== What is asked ==
Can you give all the records again without altering a single character?

## begin Source data

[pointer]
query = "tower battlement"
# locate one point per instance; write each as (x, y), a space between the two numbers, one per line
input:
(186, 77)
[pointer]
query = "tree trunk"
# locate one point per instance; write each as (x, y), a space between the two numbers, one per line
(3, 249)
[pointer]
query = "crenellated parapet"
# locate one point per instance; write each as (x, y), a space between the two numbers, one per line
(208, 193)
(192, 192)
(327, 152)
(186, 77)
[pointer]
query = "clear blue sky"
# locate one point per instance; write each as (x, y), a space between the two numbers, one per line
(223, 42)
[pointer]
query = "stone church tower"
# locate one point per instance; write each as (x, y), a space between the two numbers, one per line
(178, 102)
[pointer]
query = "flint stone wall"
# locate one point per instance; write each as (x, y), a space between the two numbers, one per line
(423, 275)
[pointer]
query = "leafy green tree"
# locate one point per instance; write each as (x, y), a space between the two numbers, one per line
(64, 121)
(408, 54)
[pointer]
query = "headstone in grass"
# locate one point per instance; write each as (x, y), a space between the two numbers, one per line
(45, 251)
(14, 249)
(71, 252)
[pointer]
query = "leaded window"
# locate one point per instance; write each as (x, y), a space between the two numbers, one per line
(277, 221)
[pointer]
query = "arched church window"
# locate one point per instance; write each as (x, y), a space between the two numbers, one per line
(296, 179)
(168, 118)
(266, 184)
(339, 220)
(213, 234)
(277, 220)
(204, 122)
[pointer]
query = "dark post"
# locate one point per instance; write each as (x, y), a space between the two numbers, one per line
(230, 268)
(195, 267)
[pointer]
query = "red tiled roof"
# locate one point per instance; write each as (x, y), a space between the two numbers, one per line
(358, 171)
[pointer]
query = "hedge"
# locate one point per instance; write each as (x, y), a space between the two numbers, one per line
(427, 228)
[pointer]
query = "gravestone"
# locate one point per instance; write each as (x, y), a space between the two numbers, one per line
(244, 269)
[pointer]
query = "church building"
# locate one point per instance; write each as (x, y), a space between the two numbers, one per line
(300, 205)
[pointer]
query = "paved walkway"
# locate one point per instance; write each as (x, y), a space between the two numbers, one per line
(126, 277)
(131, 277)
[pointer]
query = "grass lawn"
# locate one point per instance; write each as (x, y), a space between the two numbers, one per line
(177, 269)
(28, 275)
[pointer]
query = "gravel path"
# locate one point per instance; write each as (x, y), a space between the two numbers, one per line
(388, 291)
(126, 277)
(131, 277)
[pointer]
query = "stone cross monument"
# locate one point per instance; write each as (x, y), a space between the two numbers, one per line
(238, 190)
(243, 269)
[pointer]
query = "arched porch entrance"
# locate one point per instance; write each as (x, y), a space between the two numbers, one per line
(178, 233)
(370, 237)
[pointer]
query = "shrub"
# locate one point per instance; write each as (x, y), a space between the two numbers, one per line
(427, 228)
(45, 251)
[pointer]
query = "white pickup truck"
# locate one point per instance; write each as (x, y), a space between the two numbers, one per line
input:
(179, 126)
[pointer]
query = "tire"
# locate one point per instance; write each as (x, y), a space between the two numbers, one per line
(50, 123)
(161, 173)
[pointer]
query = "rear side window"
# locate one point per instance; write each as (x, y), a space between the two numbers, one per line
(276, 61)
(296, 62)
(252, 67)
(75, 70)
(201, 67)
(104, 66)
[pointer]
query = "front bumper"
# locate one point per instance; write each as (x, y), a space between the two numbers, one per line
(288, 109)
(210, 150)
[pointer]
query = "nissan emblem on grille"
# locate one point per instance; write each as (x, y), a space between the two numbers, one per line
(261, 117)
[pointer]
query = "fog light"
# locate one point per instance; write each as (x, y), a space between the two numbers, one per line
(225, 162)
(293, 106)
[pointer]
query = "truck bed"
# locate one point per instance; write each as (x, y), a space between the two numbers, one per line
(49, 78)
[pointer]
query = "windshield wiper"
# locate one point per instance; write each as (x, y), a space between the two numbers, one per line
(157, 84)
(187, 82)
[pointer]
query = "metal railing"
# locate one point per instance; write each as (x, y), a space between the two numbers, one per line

## end Source data

== Solution for this task ==
[pointer]
query = "tower battlement"
# locate one point per instance; write each as (x, y), a space between the two numbers, one per line
input:
(186, 77)
[pointer]
query = "tree trunk"
# locate one point per instance; write each as (x, y), a space between the two numbers, one per line
(3, 249)
[pointer]
query = "crenellated parapet"
# locate one point per instance; write each as (x, y), a space between the two numbers, one per line
(208, 193)
(192, 192)
(327, 152)
(186, 77)
[pointer]
query = "clear blue sky"
# locate one point per instance; write each as (x, y), a space between the two numbers, one per line
(223, 42)
[pointer]
query = "stone church tower"
# locate one point per instance; write each as (x, y), a space between the two numbers, one per line
(178, 102)
[pointer]
query = "flint stone wall"
# locate one point per instance; write each as (x, y), a space between the two numbers, one per line
(423, 275)
[pointer]
query = "leafy green tree"
# locate one point per instance; write each as (x, y), a space between the two numbers, one per line
(64, 121)
(408, 54)
[pointer]
query = "headstone in grass"
# locate one point per instance; write each as (x, y), a space between the two numbers, one per line
(45, 251)
(14, 249)
(71, 252)
[pointer]
query = "leaded window"
# locate one point per instance; write each as (x, y), a space between the two numbers, one per line
(277, 221)
[pointer]
query = "arched church window"
# locate one point per instance; write each as (x, y), a space between the two numbers, one per line
(296, 179)
(168, 118)
(266, 184)
(339, 220)
(213, 234)
(277, 220)
(204, 122)
[pointer]
query = "dark post"
# locate one point per instance; write each as (x, y), a space between the two numbers, one per line
(230, 268)
(195, 267)
[pointer]
query = "red tiled roof"
# locate one point per instance; write each as (x, y), a space between the two numbers, one per line
(358, 171)
[pointer]
query = "hedge"
# locate one point per instance; write each as (x, y), a space between the two numbers, one per line
(427, 228)
[pointer]
query = "gravestone"
# locate one point per instance; write each as (x, y), a space between the two numbers, one per line
(244, 269)
[pointer]
query = "church building"
# locate one point per instance; write each as (x, y), a space between the two numbers, one per line
(300, 205)
[pointer]
query = "paved walkway"
# locate one point per instance; write each as (x, y), a space between the two numbers, one per line
(126, 277)
(131, 277)
[pointer]
query = "grass lawn"
# locate one point per instance; write each as (x, y), a space between the two numbers, one per line
(177, 269)
(28, 275)
[pointer]
query = "gravel path"
# locate one point per instance; write each as (x, y), a space between the two numbers, one per line
(388, 291)
(126, 277)
(131, 277)
[pointer]
query = "stone cross monument"
# locate one point per instance; write each as (x, y), a space between the two numbers, one per line
(238, 190)
(243, 269)
[pointer]
query = "arched porch entrance"
# locate one point per instance; write each as (x, y), a space between the two numbers, one per line
(178, 233)
(370, 237)
[pointer]
query = "shrub"
# locate one point per instance; write each as (x, y), a space between the two numbers, one per line
(427, 228)
(45, 251)
[pointer]
query = "white pickup truck"
# locate one point per instance; write each as (x, y), a space between the two numbers, one per line
input:
(179, 126)
[pointer]
query = "tire"
# locate one point per instance; write each as (x, y), a space between the two numbers, one per line
(50, 123)
(161, 173)
[pointer]
query = "rear side window"
# locate one point per instance; write each as (x, y), a space between the two numbers, one per line
(276, 61)
(296, 62)
(252, 67)
(75, 70)
(201, 67)
(104, 66)
[pointer]
query = "front bumper"
# locate one point per instance; write each as (x, y), a space between the two numbers, one per line
(288, 109)
(210, 150)
[pointer]
query = "nissan emblem on grille"
# locate one point per instance; write each as (x, y), a space between the two numbers, one per line
(261, 117)
[pointer]
query = "fog light"
# locate one point per instance; write each as (x, y), a space between the two numbers, one per line
(225, 162)
(293, 106)
[pointer]
query = "truck bed"
# locate one point per instance; write each as (x, y), a space between the two numbers, one per line
(49, 78)
[pointer]
query = "windshield wiper"
# locate one point per instance; write each as (x, y), a space between the two numbers, one per line
(157, 84)
(187, 82)
[pointer]
query = "metal railing"
# locate one point per instance; write each as (x, y), a space between the two numbers, one per line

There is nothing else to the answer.